# [REQUEST]
Count the lines of the material below that contain the string "model", matching case exactly. Reply with the number alone.

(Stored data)
######

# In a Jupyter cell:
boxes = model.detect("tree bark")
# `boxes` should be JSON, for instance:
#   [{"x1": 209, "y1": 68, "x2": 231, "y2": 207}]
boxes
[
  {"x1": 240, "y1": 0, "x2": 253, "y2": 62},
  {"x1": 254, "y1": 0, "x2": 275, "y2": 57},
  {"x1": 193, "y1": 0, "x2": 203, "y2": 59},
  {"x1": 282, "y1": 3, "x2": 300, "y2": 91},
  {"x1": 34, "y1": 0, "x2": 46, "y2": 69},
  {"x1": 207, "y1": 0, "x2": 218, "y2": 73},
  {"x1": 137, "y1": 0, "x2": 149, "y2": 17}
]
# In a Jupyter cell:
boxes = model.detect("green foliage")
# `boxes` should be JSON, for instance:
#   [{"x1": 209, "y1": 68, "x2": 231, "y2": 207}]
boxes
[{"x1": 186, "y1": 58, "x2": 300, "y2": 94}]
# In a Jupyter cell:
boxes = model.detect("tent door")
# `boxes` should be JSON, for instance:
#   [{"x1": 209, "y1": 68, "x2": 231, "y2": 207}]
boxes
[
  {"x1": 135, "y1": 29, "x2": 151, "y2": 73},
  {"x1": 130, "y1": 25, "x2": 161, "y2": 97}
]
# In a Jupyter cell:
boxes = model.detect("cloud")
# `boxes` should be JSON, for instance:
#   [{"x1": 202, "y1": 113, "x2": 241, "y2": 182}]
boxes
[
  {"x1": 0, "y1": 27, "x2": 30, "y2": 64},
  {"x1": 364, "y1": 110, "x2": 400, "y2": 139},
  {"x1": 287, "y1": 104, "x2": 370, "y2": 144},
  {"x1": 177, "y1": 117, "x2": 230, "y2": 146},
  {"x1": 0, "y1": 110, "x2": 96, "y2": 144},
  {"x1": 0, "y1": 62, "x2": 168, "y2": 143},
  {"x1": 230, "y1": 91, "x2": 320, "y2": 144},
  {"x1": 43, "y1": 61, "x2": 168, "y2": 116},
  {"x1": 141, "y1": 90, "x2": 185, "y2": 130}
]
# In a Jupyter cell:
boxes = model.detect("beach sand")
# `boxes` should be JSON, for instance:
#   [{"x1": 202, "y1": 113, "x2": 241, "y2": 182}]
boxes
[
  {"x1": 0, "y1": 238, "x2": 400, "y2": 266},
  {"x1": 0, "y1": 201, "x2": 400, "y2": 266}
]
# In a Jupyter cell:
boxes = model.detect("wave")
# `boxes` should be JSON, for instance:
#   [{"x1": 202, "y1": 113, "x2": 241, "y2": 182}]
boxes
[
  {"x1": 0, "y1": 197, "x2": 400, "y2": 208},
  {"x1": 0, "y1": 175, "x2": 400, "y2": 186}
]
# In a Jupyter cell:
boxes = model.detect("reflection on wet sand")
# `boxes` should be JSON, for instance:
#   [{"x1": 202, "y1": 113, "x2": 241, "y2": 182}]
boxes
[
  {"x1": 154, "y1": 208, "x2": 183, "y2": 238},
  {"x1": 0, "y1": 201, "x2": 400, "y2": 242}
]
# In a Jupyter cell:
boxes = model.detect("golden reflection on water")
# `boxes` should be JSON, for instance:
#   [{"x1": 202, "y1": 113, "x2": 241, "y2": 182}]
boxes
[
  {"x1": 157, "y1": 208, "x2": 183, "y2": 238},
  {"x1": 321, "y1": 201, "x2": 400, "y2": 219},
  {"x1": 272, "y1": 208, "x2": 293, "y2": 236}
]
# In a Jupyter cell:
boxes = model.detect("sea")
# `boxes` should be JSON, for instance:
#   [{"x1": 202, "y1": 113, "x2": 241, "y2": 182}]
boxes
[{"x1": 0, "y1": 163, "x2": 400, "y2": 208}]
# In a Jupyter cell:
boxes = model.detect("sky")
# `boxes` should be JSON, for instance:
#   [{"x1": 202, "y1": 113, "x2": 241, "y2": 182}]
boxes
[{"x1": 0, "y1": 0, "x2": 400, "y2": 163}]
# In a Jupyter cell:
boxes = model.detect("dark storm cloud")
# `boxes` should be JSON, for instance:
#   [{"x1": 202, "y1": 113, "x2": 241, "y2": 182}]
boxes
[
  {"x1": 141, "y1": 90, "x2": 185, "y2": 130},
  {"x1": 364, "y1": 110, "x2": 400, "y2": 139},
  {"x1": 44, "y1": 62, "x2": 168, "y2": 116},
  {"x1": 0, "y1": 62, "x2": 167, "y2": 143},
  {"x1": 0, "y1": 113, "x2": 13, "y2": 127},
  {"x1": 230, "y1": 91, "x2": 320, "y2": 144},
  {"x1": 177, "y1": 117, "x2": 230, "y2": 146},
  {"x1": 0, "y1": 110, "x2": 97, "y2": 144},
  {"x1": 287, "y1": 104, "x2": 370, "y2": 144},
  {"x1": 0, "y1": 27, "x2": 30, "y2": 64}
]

######

# [TASK OUTPUT]
11